Exercise data:

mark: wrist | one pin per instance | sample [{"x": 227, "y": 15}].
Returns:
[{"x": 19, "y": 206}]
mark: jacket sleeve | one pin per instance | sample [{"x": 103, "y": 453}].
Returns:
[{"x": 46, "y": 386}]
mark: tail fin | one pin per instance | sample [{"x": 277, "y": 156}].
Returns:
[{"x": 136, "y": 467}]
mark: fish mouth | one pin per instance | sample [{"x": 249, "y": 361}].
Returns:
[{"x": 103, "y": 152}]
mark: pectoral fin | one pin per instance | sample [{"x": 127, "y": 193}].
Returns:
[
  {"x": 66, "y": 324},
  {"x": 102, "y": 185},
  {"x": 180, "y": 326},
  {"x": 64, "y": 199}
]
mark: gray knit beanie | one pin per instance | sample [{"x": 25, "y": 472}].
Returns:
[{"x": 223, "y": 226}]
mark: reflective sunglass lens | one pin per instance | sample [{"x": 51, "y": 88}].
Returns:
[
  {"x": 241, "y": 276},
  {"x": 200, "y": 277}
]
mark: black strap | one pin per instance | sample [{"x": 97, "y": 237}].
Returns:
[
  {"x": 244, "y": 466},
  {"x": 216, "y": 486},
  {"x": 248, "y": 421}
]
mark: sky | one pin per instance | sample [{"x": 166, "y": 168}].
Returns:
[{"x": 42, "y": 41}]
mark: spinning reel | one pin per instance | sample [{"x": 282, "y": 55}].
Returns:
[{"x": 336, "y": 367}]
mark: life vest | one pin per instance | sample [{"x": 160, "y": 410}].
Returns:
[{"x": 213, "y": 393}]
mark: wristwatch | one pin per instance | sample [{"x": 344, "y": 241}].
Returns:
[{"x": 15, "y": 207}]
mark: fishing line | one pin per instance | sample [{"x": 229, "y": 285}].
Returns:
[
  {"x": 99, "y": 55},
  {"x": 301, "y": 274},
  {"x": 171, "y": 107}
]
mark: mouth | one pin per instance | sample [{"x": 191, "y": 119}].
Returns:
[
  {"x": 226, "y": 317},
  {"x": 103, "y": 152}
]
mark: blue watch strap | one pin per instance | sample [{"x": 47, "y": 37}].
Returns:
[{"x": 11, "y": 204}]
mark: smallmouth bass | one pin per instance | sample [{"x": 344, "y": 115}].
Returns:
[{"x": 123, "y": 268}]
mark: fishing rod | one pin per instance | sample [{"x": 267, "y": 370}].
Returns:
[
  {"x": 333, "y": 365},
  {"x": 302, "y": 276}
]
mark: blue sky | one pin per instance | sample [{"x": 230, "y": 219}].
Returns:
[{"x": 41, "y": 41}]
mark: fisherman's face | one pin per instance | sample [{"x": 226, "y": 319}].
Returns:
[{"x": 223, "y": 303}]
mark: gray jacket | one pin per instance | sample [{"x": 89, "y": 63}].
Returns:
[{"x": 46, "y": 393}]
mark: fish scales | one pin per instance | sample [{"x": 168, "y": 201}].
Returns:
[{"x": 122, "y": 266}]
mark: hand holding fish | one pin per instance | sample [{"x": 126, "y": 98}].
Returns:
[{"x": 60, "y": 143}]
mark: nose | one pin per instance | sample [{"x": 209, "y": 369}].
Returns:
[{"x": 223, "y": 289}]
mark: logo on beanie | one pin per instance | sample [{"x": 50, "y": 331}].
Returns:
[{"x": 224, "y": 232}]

* * *

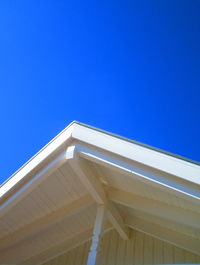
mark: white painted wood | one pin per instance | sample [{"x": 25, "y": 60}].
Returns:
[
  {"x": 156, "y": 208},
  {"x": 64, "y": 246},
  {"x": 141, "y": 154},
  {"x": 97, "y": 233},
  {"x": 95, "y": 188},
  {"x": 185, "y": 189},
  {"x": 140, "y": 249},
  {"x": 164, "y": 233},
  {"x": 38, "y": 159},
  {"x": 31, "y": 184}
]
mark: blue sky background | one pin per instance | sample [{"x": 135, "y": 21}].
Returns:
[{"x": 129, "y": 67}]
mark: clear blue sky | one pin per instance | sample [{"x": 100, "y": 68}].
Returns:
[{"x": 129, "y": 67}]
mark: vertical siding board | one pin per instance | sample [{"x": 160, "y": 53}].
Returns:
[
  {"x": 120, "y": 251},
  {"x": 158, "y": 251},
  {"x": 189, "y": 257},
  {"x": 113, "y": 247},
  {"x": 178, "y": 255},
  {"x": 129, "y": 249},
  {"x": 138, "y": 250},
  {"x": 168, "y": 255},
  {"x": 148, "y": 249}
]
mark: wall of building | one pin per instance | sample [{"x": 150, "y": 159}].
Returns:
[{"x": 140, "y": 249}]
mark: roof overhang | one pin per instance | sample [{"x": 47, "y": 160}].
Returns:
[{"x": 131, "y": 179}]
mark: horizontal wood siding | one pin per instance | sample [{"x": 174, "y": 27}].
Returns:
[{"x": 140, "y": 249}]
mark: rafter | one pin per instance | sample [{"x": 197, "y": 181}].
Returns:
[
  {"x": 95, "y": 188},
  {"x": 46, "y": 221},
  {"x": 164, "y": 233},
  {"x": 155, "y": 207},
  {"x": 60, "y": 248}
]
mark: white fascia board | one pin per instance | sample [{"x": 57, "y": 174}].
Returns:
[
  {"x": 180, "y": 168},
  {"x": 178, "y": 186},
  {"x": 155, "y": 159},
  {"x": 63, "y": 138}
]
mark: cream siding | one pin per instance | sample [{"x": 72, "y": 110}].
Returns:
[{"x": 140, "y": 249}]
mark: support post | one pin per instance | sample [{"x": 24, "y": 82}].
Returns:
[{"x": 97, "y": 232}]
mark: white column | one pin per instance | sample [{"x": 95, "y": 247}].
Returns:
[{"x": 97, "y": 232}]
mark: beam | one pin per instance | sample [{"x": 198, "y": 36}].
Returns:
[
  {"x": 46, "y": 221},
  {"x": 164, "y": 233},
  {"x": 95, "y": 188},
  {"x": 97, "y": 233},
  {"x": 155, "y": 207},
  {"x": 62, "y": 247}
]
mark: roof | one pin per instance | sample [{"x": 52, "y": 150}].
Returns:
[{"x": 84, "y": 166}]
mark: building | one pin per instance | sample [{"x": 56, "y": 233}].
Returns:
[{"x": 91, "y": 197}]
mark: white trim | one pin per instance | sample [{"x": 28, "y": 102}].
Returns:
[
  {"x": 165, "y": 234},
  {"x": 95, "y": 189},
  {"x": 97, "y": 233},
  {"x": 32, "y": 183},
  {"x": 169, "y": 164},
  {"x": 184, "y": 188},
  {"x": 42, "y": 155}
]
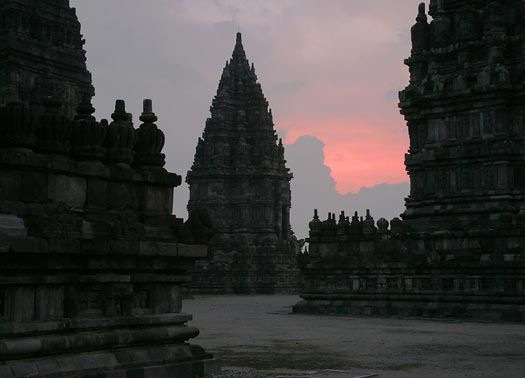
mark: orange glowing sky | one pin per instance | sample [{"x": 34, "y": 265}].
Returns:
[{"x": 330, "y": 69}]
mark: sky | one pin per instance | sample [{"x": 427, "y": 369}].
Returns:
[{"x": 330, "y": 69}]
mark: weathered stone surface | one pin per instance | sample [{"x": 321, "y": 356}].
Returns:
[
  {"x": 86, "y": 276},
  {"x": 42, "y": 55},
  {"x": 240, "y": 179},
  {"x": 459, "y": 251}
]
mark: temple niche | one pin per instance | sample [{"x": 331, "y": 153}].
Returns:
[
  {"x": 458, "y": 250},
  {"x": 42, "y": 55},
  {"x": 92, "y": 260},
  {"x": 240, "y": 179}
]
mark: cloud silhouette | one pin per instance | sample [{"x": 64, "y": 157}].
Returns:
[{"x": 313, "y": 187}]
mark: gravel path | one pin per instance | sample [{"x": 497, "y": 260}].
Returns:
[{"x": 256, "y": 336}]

Task requirements: How many rows above contain the string "building"? Case counts, and the reply should be the number alone.

Solution for this problem: 2